**DATA FOR THIS EXERCISE:**
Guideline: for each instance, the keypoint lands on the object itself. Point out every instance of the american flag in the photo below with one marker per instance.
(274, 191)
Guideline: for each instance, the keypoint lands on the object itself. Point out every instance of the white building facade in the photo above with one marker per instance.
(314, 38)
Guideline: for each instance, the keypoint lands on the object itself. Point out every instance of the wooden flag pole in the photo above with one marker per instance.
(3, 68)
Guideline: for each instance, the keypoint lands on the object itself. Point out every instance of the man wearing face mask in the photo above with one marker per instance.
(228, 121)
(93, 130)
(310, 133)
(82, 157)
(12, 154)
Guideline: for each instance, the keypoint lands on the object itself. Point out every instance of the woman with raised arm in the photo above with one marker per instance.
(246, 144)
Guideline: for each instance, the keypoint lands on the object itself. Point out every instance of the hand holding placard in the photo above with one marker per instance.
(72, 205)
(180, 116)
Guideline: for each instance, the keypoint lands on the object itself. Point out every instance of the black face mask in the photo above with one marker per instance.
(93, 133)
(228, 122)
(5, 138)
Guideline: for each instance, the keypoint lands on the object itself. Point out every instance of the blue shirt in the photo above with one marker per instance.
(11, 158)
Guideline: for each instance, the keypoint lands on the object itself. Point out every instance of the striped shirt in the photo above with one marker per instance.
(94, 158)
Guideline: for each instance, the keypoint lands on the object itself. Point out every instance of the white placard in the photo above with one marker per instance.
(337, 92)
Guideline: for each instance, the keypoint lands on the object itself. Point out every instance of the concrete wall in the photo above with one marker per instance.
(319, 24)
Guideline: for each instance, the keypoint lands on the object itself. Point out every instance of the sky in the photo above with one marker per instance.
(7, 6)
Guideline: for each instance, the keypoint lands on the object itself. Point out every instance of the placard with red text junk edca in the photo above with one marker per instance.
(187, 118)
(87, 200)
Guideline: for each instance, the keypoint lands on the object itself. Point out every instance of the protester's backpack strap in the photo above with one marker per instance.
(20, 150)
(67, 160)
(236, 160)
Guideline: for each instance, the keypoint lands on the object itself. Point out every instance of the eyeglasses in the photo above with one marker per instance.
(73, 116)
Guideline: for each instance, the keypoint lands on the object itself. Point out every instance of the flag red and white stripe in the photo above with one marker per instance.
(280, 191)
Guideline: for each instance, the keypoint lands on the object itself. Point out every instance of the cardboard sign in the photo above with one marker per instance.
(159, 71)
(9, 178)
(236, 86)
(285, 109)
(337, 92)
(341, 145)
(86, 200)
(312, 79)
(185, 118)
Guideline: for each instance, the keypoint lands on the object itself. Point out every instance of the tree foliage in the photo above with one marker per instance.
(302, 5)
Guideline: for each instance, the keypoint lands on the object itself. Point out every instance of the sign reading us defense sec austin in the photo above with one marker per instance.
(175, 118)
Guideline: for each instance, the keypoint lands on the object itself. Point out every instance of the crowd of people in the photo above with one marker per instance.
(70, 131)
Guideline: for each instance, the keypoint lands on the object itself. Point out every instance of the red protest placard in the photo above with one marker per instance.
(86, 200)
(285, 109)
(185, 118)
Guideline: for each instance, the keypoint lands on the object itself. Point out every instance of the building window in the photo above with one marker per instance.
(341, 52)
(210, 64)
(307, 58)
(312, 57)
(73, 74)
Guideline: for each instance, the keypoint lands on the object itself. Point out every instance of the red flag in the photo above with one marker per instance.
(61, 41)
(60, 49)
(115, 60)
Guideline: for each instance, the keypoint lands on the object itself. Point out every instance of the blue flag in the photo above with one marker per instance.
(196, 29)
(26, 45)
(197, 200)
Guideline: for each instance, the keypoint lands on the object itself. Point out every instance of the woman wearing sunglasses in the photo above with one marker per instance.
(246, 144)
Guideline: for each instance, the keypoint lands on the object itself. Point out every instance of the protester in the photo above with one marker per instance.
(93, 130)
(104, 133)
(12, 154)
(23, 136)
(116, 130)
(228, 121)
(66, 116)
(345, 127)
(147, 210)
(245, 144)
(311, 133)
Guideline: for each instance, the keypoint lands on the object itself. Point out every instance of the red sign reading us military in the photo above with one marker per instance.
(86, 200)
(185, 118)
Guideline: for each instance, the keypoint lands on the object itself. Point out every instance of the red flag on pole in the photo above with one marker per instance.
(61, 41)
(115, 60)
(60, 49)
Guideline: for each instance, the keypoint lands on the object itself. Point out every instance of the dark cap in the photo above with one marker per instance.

**EXERCISE:** Give back exactly the lines running from the line containing "red flag in" through the end of the material above, both included, and nothing beyond them.

**WRITTEN REPLY:**
Guideline: for each instance, the keypoint lands on the object itself. Point out every instance of the red flag in the photo above with one marker per instance.
(61, 41)
(60, 49)
(115, 60)
Guideline: for each instance, the keypoint lands on the object itself. Point out every instance of the blue flag in the photo above with one marker per instance.
(196, 29)
(26, 45)
(197, 200)
Guideline: for each instance, the keypoint lands on the object itself. Point out every instance of the woman wearing sunglasses in the photo above with one marker per instance.
(246, 144)
Guideline: for each instance, the keypoint lands on the object itself. Point out every instance of the protester in the photo above with one marker per instance.
(93, 130)
(104, 133)
(12, 154)
(23, 136)
(116, 130)
(228, 121)
(66, 116)
(345, 127)
(147, 210)
(245, 144)
(311, 133)
Guideline: for each instance, the keypoint lands on the object itself. Point out every instance of the red sign reading us military in the photo above with one marker per instance.
(86, 200)
(185, 118)
Guideline: for each instance, the keypoint lands on the object itself. Point out every instance of the red flag on pole in the photo above with one marker per instance.
(61, 41)
(115, 60)
(60, 49)
Guideline: for each instance, the keypoint lands on the object itself. Point out every instance of the dark cap in the photo above with one marker per instance.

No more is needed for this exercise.